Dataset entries
------------
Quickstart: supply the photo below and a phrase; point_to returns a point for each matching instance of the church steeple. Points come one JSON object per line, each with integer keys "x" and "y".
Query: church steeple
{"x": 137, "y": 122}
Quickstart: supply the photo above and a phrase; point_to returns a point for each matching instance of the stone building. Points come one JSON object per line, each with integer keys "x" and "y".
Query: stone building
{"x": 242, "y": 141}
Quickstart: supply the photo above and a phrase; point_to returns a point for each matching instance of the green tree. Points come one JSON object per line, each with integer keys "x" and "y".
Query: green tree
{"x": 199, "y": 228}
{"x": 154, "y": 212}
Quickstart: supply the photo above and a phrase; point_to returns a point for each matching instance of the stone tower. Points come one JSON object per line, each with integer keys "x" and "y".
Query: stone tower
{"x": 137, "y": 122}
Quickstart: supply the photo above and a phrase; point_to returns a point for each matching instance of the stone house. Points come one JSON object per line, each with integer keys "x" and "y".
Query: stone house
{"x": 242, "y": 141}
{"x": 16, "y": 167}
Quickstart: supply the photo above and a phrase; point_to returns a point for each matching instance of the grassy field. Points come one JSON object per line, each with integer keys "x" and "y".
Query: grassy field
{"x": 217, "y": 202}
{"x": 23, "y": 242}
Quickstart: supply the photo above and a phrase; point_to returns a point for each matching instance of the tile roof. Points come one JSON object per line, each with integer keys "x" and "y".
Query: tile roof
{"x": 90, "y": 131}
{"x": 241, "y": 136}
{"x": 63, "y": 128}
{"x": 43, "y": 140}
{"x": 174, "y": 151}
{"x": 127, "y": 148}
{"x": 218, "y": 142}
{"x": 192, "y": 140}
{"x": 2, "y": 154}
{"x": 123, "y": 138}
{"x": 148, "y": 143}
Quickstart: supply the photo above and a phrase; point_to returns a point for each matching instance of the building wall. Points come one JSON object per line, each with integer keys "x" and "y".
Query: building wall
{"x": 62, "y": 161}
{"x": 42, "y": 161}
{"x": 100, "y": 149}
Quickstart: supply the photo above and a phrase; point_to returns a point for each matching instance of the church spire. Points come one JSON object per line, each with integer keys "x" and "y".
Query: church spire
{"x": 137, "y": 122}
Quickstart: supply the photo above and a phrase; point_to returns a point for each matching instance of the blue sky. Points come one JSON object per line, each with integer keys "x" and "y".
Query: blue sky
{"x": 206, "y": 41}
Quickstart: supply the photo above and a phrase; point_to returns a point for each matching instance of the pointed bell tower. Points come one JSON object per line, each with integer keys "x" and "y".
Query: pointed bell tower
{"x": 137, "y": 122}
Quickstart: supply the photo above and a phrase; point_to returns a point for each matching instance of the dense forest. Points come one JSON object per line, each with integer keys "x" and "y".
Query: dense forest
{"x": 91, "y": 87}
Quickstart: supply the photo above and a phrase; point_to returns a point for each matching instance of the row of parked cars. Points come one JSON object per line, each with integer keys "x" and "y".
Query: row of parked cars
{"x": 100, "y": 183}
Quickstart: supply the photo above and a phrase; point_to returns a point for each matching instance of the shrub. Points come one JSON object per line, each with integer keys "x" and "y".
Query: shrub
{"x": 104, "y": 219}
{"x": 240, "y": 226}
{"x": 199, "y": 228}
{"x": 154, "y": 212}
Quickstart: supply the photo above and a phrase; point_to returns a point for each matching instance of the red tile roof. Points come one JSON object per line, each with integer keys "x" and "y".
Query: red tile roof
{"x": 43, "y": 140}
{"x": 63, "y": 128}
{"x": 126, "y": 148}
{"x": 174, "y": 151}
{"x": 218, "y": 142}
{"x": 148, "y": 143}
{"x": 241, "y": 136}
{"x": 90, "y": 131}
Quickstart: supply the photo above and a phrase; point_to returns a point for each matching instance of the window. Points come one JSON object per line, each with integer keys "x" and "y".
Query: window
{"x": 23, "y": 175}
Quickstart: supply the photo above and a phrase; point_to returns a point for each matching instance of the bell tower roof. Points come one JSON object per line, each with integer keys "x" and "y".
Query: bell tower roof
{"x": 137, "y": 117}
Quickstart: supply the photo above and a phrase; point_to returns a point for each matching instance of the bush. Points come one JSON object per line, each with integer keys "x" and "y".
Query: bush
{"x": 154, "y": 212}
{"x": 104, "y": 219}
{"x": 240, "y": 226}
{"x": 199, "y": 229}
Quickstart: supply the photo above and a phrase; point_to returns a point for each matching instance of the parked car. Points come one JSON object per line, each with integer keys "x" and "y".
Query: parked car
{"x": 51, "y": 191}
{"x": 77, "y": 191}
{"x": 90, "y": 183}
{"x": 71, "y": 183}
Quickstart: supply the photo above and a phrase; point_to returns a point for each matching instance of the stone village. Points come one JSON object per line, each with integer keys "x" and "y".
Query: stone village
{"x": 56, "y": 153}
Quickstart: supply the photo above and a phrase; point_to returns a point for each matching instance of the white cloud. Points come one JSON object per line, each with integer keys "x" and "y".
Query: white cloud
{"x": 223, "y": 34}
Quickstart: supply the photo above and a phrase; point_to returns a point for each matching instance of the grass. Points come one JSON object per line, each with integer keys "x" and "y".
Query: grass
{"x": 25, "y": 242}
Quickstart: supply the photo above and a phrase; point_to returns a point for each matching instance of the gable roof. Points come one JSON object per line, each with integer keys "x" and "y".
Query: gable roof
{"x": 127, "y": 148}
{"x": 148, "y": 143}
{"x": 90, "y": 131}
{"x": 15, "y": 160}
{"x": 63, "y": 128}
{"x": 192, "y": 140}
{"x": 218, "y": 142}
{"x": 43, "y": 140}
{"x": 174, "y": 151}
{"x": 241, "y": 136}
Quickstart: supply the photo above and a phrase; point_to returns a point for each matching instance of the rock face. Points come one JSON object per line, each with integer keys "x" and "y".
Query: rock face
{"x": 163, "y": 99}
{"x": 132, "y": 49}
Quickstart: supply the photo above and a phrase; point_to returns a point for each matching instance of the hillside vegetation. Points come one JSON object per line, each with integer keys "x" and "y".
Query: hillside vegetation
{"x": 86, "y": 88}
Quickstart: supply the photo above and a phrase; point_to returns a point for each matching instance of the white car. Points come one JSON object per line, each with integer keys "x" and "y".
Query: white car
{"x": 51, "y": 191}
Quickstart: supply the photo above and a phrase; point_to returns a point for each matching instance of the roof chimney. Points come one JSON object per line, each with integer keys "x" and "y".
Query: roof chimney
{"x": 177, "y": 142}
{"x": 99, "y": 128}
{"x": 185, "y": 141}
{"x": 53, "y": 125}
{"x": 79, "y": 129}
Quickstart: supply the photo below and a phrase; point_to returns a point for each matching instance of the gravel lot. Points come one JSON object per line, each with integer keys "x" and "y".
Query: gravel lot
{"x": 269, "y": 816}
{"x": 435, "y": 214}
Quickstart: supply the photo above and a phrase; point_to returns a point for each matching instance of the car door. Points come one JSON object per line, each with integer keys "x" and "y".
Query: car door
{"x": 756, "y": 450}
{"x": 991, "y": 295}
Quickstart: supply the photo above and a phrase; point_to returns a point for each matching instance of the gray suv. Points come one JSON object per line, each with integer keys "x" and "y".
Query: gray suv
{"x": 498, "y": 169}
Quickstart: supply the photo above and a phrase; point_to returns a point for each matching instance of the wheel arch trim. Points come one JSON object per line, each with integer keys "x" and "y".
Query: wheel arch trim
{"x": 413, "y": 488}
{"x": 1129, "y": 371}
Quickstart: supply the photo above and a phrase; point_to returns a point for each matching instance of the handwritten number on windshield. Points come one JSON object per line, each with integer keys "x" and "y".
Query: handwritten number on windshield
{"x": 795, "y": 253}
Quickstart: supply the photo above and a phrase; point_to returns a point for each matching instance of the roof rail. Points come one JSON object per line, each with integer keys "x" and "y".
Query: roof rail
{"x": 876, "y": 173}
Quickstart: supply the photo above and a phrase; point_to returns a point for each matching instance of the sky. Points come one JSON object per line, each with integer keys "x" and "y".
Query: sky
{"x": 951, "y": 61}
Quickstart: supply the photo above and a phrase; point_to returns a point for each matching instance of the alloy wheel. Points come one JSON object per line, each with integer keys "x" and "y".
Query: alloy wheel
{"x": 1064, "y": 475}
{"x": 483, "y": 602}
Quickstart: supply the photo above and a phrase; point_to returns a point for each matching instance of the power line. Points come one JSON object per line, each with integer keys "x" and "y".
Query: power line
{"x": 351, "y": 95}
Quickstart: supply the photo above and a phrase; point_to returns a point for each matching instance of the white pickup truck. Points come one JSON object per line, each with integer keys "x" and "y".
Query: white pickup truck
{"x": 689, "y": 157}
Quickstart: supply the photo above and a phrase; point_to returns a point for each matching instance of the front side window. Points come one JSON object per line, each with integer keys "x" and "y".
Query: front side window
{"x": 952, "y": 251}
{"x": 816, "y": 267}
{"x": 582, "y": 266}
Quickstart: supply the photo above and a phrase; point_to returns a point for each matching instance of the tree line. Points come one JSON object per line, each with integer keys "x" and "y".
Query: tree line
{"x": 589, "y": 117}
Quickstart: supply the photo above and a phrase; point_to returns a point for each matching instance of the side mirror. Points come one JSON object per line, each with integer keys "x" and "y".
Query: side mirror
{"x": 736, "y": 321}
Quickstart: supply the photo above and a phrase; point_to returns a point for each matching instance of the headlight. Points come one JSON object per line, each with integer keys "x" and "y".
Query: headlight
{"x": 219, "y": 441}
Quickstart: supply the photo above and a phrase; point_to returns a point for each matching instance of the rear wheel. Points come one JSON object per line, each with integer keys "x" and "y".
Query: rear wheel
------------
Give again only the lines starting at the one that contains "the white pickup" and running to the end of the data.

Quickstart: supply the photo above and a phrase; point_to returns a point for each matching instance of the white pickup truck. Points come one JSON object per line, each with integer keys "x" and "y".
Query: white pickup truck
{"x": 689, "y": 157}
Quickstart: supply the photo above and a phrase; point_to returns a point for each matching instance of the front side window. Points come one JSON object per line, each with integer keys "x" and "y".
Query: front side window
{"x": 952, "y": 251}
{"x": 816, "y": 267}
{"x": 582, "y": 266}
Quickstart: supply the photo above and a phrase; point_to returns a point for each matching instance of the tree line. Points come one JSON object per line, each with integer keys "x" and "y".
Query: tree line
{"x": 589, "y": 117}
Quickstart: supply the photo above and a phrase; point_to returns a point for each matching instance of the side mirror. Points come one JSON object per line, each with integer keys "x" and "y".
Query: side mirror
{"x": 736, "y": 321}
Quickstart: supply the photo above and a phrase; point_to returns a point for each matching instance of the headlight. Points come one JSON object per line, each with integer keys "x" and "y".
Query: headlight
{"x": 219, "y": 441}
Quickstart: supply the photo above and a phrase; point_to returns a point for each matching instance of the rear wheel. Points come one JSON object per line, each with integer keys "x" and "y".
Query: rear wheel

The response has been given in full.